• Natural-language object grounding data
=== Section Start ===
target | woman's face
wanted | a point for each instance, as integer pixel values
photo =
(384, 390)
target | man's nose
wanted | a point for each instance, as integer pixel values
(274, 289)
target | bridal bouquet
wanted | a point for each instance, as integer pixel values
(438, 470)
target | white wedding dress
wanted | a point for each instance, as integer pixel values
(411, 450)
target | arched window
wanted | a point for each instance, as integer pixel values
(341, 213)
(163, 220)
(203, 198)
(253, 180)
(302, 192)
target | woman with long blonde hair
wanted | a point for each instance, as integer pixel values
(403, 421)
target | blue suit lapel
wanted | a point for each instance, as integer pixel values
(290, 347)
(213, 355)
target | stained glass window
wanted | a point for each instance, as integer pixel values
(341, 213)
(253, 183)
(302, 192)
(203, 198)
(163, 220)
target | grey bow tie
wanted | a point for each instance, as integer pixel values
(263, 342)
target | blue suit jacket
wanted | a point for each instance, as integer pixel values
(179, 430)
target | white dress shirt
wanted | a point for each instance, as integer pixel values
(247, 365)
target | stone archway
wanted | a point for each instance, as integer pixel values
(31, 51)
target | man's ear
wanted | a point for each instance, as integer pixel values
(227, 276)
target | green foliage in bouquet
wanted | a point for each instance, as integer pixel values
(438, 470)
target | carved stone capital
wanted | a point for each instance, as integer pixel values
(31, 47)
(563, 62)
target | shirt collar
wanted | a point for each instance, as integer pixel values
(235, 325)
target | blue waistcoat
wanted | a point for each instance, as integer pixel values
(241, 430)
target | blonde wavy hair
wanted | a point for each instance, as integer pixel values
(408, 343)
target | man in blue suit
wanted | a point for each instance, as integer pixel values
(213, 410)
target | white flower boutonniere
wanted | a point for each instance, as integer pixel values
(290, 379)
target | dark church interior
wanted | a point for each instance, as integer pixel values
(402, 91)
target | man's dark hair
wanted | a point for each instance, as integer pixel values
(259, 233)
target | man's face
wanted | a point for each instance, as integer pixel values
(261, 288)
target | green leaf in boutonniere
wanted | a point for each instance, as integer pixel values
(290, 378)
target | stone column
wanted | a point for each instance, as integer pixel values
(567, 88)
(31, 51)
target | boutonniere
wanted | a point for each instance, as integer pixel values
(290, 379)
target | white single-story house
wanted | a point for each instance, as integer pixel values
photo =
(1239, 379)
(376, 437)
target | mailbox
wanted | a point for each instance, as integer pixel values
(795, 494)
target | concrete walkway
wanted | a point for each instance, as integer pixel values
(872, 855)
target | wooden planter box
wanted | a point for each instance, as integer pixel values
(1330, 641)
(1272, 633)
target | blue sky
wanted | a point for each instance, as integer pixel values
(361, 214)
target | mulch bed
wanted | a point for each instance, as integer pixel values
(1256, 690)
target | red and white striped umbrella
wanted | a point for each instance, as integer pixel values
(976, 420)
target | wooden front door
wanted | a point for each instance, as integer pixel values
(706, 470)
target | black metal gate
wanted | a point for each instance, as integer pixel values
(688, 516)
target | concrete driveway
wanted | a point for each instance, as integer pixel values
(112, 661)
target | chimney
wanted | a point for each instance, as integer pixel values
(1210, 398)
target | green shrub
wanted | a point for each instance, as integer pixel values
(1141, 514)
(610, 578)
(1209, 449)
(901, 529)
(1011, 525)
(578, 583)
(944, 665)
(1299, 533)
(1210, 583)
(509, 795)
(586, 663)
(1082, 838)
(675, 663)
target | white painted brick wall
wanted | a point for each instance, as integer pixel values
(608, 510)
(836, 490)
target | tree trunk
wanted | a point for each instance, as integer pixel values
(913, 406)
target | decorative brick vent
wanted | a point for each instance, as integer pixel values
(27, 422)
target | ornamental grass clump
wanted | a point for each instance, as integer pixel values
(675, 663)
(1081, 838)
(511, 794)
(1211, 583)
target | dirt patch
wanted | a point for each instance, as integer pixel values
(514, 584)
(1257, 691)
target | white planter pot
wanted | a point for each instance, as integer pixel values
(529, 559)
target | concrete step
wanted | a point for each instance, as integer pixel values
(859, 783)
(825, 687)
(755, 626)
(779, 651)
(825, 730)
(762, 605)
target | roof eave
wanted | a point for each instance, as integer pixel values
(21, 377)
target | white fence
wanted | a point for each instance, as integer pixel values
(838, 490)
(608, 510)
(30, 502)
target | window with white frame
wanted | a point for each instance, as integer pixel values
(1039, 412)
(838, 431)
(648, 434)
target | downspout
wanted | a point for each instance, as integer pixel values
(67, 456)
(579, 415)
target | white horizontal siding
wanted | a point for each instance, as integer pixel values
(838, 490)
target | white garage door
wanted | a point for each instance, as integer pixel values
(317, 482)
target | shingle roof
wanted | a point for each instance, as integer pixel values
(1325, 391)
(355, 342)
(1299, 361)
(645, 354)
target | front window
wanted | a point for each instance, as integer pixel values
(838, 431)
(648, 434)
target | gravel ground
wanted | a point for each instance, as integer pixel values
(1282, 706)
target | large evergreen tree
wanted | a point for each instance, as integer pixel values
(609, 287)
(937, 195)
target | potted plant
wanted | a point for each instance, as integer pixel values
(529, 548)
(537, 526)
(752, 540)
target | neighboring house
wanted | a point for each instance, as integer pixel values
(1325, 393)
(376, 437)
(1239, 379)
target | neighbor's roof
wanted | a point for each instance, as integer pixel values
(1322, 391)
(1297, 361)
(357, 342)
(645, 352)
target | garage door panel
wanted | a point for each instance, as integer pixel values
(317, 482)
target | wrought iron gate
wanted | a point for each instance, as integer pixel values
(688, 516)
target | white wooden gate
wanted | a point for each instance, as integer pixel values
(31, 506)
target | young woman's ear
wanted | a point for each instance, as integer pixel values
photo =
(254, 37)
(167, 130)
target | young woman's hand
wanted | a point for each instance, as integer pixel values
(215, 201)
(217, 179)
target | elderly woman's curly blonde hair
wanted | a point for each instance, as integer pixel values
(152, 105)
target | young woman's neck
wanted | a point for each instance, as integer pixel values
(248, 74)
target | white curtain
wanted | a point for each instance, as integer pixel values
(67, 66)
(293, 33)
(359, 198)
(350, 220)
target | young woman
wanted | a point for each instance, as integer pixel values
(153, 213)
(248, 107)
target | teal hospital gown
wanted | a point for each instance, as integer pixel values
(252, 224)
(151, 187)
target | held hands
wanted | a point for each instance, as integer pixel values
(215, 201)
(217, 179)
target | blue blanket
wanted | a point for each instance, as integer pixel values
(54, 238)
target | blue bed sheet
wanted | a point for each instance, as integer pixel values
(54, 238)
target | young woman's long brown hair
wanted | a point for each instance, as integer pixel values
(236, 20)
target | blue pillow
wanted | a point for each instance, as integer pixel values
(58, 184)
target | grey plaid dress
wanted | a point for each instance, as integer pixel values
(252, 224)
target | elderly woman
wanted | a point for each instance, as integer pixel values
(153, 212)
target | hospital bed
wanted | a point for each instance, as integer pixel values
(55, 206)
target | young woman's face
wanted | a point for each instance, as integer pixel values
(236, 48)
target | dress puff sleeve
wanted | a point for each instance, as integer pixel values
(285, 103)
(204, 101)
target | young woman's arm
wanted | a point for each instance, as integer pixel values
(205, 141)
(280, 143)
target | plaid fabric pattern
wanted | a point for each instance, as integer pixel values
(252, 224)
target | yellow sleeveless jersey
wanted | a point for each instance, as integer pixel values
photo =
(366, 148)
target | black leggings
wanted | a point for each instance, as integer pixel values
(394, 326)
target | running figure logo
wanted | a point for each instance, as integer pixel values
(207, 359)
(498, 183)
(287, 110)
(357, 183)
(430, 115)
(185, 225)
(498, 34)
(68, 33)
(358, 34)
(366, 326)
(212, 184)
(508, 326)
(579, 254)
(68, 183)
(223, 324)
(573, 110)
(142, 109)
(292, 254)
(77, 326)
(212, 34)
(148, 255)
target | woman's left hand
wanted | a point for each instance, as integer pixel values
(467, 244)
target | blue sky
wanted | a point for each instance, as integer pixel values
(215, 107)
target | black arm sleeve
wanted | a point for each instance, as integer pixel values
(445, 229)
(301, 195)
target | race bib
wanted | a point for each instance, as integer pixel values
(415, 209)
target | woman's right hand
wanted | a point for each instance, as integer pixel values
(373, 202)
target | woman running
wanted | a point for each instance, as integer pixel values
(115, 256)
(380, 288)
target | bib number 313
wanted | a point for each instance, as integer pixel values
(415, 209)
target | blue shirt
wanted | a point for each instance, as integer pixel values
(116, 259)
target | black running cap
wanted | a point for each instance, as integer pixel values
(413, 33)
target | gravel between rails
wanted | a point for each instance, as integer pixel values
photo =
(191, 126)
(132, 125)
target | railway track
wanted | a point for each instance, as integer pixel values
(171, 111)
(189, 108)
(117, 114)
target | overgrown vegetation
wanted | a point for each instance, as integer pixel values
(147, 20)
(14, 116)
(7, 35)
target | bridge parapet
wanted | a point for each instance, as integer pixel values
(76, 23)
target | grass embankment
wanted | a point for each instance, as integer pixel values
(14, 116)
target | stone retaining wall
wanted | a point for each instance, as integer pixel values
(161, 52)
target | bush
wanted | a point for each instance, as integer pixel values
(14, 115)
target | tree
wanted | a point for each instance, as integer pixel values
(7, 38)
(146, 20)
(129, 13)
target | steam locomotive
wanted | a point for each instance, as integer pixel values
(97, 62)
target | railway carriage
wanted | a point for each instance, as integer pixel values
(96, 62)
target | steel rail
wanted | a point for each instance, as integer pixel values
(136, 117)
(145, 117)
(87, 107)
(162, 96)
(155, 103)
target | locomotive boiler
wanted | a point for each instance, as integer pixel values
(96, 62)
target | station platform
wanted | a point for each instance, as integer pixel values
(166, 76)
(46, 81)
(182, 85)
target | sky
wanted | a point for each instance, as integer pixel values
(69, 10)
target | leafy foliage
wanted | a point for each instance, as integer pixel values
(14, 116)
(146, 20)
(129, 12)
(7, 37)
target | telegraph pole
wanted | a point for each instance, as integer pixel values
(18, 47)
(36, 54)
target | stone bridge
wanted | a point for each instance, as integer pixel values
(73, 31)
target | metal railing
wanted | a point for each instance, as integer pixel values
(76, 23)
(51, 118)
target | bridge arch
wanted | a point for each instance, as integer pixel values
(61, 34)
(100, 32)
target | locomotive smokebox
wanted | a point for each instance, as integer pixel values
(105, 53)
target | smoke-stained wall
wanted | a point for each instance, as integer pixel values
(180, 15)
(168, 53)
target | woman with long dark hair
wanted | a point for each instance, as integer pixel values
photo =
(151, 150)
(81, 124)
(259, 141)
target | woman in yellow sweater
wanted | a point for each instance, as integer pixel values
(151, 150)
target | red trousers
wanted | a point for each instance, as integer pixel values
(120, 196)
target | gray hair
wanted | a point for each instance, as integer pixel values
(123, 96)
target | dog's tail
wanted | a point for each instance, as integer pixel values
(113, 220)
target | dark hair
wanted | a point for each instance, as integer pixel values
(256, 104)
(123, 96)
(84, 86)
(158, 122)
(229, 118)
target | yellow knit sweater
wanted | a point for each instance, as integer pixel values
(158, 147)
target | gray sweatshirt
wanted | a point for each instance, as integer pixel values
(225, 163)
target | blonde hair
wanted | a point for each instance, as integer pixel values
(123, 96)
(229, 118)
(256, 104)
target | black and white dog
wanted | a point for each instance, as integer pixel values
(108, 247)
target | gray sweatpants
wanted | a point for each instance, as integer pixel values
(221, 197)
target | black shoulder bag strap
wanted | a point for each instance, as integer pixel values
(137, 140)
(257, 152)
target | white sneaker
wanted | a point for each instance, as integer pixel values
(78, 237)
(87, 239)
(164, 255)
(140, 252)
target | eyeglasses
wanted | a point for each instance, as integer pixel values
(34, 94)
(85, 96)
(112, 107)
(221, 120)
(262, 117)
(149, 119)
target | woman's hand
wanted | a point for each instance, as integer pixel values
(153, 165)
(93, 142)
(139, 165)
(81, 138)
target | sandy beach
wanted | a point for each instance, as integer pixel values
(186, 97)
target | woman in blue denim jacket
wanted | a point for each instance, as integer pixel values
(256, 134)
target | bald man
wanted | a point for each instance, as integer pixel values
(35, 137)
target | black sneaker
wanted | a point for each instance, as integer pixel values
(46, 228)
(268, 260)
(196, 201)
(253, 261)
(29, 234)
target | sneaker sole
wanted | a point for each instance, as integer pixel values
=== Section End ===
• INSTRUCTIONS FOR THE TASK
Only the lines above starting with the one with "target | window with white frame" and going through the one with "target | white wooden gate" are to be copied, word for word and with both ends kept.

• REPLY
target | window with white frame
wanted | a point for each instance, as integer pixel values
(1039, 412)
(838, 431)
(648, 434)
target | downspout
wanted | a point for each instance, as integer pixel values
(67, 456)
(579, 415)
target | white horizontal siding
wanted | a point for each instance, as integer pixel values
(838, 490)
target | white garage door
wanted | a point for each instance, as integer pixel values
(317, 482)
target | shingle roof
wanted | a point for each instance, as integer pixel values
(1325, 391)
(355, 342)
(1299, 361)
(645, 354)
target | front window
wanted | a point for each instance, as integer pixel values
(838, 431)
(648, 434)
target | gravel ground
wanted | a point for each instance, as integer pixel values
(1282, 706)
target | large evergreen tree
wanted | a point for each instance, as integer pixel values
(609, 287)
(937, 195)
target | potted plant
wanted | a point for each instance, as integer pixel values
(529, 548)
(537, 526)
(752, 540)
target | neighboring house
wanted | a point for each instance, as integer pixel values
(1325, 393)
(376, 437)
(1239, 379)
target | neighbor's roof
wanted | a point for each instance, as integer pixel values
(1322, 391)
(1297, 361)
(357, 342)
(645, 352)
target | garage door panel
wanted | a point for each instance, as integer pixel values
(317, 482)
target | wrought iron gate
wanted | a point for each instance, as integer pixel values
(688, 516)
target | white wooden gate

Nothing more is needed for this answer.